• _THE TASK_:
Pick out and copy every line in the listing below that contains the word "loose". Case counts.

• _EXCERPTED DATA_:
* * * * *

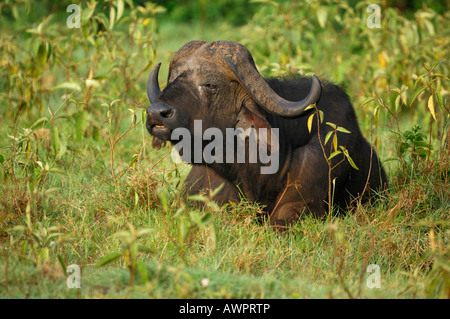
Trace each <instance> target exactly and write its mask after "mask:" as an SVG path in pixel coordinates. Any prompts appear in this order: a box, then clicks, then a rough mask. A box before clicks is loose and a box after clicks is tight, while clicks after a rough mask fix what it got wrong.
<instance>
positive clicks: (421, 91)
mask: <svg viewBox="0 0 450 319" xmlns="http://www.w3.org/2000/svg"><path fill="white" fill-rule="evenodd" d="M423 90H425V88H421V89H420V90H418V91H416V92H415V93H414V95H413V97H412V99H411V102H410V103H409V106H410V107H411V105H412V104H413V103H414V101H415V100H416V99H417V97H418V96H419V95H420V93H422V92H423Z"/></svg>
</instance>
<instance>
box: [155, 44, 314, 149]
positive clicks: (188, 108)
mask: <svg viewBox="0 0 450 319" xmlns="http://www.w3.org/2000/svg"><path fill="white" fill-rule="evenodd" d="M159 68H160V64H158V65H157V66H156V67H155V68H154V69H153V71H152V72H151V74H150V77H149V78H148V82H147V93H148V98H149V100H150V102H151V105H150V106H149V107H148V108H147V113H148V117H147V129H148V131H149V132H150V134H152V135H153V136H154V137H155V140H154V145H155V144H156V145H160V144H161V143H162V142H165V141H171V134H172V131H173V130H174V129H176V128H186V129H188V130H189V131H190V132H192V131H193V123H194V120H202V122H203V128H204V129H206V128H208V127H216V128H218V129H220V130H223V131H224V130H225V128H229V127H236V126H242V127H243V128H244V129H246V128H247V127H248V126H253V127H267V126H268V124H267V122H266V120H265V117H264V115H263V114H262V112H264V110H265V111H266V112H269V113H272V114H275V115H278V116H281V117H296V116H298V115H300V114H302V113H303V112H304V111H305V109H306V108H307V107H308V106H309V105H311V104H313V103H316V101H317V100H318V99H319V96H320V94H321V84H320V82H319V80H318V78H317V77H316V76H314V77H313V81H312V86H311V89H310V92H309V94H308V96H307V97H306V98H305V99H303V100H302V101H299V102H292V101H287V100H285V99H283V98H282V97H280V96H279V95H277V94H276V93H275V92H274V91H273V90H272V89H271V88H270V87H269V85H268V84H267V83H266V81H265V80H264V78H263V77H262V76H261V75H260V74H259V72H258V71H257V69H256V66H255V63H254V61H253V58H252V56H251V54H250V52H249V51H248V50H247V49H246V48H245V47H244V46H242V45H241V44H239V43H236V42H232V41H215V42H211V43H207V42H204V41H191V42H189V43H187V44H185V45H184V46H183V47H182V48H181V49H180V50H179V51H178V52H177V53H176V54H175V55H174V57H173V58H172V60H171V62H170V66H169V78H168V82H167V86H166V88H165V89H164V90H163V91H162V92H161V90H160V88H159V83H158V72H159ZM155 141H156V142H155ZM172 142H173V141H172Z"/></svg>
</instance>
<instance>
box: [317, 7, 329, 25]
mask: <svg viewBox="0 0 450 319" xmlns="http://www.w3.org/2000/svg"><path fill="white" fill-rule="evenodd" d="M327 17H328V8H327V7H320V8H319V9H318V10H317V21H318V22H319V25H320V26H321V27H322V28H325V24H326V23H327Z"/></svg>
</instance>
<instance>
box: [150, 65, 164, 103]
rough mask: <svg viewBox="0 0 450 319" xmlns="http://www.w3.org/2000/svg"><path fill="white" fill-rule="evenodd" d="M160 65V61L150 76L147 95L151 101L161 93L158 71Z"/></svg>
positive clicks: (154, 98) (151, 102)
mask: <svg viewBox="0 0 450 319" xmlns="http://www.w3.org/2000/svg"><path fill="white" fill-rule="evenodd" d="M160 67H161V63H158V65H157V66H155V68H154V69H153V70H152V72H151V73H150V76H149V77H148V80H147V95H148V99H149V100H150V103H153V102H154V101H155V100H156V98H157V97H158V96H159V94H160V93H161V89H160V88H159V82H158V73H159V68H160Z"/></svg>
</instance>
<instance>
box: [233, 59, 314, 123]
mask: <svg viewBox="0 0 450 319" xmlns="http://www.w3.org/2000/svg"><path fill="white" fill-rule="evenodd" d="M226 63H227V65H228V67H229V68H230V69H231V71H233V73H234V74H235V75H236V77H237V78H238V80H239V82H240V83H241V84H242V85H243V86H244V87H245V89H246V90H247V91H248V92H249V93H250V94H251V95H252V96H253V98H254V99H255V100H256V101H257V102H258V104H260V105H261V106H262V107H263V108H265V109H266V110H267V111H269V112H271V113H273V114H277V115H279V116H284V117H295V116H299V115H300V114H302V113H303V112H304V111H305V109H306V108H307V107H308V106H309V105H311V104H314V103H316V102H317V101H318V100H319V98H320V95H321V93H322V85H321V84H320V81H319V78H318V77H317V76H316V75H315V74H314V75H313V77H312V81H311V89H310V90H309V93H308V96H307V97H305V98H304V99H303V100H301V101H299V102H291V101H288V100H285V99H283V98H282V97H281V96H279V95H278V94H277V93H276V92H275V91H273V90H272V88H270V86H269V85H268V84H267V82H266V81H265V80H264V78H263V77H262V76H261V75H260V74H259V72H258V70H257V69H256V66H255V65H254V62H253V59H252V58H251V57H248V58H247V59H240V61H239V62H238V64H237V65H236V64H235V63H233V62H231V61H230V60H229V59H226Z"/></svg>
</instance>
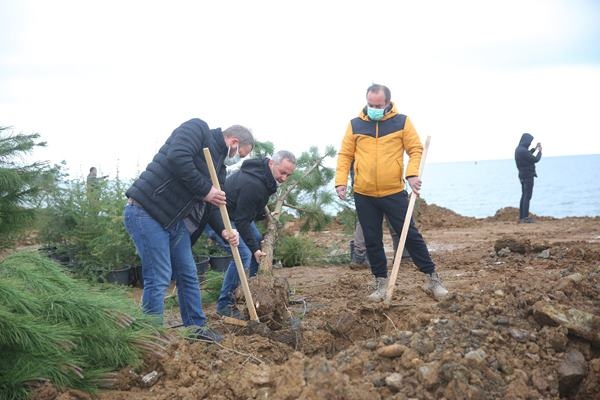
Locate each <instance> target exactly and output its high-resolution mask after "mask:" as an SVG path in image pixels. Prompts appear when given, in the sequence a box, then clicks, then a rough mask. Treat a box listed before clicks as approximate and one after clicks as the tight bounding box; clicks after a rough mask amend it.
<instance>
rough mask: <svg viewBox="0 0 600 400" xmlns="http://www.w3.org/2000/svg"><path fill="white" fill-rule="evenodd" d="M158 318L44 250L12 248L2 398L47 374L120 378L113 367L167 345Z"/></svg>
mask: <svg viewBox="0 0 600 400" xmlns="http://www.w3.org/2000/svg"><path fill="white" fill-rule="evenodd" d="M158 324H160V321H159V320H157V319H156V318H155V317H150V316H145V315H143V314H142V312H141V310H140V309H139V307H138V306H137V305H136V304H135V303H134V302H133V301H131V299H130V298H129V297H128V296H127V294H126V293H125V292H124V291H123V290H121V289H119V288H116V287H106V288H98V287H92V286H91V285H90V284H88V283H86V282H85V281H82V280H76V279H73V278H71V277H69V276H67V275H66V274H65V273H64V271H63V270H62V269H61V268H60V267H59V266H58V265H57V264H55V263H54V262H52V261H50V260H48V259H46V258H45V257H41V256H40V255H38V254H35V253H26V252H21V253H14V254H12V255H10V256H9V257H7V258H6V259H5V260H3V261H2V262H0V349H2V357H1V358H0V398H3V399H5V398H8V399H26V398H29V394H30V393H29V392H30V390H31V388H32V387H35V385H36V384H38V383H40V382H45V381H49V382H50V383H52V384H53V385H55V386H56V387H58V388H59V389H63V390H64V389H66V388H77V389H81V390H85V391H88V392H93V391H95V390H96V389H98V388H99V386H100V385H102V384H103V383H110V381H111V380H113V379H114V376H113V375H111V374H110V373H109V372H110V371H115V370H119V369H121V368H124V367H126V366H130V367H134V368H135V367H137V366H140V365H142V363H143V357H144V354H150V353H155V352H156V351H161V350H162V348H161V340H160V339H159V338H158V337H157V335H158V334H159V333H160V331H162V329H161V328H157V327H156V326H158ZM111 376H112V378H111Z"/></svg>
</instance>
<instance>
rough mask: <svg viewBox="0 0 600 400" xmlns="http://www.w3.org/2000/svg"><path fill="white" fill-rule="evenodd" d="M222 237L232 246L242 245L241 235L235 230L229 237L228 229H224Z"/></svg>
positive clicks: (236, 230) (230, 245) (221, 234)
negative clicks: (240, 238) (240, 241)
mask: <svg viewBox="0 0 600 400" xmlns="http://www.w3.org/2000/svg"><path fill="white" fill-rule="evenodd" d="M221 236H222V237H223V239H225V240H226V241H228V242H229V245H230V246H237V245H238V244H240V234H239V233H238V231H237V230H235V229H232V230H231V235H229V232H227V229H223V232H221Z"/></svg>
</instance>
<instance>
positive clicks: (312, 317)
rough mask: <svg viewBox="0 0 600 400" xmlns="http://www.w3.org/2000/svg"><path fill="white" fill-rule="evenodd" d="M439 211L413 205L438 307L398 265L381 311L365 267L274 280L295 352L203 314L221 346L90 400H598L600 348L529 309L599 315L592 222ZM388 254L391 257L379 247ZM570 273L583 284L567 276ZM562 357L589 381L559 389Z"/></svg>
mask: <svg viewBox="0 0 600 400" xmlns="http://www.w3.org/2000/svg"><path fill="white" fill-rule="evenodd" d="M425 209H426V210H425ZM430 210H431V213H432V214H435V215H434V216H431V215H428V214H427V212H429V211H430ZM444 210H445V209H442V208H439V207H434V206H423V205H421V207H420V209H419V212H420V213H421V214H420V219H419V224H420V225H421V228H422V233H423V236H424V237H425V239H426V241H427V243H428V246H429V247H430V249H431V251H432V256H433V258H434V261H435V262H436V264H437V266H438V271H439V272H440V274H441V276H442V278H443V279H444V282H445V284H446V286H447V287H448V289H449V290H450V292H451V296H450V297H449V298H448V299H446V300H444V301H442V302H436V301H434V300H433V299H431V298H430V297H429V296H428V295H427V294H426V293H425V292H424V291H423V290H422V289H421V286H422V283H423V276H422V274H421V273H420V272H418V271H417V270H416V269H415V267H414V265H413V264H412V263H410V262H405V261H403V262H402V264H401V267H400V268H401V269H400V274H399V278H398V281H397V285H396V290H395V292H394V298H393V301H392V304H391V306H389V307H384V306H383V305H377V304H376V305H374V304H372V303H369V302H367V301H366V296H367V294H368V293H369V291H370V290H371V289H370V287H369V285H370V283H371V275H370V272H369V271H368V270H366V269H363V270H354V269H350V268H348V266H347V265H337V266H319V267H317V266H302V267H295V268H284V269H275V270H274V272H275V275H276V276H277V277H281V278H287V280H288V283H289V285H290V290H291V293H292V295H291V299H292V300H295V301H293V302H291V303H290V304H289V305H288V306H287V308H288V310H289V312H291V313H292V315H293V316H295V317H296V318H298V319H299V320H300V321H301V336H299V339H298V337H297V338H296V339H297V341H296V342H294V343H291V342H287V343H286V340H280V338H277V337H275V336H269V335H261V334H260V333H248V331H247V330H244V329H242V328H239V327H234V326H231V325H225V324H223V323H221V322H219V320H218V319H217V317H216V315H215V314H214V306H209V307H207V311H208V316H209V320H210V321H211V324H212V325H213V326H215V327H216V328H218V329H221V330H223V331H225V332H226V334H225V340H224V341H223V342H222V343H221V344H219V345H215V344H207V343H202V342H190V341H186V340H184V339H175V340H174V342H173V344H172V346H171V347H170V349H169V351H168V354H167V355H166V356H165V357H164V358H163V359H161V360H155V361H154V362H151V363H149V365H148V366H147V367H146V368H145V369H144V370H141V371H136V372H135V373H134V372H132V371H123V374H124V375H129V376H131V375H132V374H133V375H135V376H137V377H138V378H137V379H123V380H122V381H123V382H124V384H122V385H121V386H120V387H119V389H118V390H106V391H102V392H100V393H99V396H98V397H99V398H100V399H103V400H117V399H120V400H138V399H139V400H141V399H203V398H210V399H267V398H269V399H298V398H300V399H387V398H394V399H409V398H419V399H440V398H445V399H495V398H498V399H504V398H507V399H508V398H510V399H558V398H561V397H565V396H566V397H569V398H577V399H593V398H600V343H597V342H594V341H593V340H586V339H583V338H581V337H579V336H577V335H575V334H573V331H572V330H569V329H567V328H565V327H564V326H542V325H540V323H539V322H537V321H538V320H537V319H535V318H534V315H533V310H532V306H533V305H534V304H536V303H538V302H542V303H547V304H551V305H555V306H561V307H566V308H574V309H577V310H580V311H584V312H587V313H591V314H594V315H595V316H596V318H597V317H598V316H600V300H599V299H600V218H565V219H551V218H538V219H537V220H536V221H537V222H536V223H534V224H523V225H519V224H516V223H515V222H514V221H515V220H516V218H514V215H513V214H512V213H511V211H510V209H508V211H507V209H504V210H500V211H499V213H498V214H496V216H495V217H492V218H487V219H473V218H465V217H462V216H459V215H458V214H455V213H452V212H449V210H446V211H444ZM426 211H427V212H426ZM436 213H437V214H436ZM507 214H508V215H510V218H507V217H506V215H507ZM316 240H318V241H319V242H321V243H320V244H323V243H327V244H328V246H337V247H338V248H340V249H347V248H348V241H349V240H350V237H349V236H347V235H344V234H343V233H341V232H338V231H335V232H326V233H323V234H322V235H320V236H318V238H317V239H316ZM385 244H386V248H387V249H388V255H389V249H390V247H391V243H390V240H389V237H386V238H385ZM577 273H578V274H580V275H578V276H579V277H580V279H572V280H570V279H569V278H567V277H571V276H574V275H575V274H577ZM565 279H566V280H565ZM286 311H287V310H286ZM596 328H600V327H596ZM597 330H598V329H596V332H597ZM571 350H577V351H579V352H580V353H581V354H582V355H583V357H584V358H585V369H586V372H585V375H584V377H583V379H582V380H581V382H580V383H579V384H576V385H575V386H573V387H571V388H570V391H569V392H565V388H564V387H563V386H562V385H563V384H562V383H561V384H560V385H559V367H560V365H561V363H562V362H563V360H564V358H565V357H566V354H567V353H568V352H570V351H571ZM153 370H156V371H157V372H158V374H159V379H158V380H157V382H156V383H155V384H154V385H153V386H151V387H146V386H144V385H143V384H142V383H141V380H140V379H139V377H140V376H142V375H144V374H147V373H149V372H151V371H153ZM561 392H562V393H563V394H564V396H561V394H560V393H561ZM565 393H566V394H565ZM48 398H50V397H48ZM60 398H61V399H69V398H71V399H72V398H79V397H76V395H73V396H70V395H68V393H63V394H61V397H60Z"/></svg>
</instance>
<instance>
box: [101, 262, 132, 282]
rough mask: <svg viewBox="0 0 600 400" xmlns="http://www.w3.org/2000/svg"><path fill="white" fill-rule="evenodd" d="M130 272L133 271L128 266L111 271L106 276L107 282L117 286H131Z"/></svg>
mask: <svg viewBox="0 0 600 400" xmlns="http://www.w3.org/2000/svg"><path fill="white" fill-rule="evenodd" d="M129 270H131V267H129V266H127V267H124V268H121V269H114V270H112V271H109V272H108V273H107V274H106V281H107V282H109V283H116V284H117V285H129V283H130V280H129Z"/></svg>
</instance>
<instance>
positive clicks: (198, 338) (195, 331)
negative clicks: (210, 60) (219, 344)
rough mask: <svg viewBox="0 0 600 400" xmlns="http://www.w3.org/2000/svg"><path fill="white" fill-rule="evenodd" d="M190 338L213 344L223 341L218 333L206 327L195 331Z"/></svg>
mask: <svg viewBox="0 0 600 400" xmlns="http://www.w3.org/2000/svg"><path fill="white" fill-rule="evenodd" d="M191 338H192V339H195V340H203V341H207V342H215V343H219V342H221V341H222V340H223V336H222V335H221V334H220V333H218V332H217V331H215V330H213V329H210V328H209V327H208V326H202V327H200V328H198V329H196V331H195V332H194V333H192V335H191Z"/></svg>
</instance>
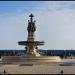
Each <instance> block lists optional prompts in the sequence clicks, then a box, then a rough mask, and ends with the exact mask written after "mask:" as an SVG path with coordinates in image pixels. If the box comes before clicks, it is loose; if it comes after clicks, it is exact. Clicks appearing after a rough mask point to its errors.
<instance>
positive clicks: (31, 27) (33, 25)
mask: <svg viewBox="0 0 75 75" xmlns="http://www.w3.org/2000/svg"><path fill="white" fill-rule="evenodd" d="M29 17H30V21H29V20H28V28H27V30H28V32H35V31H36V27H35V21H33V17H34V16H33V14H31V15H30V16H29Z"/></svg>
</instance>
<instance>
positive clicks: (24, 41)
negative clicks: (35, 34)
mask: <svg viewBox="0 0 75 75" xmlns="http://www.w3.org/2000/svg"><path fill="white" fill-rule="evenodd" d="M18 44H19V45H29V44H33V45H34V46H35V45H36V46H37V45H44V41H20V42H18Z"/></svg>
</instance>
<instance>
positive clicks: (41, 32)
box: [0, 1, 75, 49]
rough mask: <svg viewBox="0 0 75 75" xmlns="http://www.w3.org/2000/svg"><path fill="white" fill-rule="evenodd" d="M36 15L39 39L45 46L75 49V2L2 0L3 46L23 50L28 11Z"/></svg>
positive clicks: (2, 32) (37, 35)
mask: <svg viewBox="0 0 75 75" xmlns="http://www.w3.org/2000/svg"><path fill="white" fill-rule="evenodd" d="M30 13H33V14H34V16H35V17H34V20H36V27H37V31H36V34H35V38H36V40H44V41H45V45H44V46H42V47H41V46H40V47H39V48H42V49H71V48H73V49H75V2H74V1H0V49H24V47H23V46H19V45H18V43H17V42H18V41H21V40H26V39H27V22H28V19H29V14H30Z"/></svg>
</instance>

* * * * *

• _RESULT OF THIS EXERCISE_:
Trace each <instance> target exactly and write its mask after "mask:" as an SVG path in pixel coordinates. Any prompts appear in this order: a box, then clicks, then a rough mask. A box before clicks is loose and a box after clicks is tight, while clicks after a rough mask fix what it got wrong.
Each <instance> block lists optional prompts in the sequence clicks, then a box, then a rough mask, and ends with the exact mask written after "mask:" as an SVG path with coordinates in image pixels. If the box comes before clicks, it is loose; if it comes after clicks, it is exact. Clicks appearing after a rough mask point to its errors.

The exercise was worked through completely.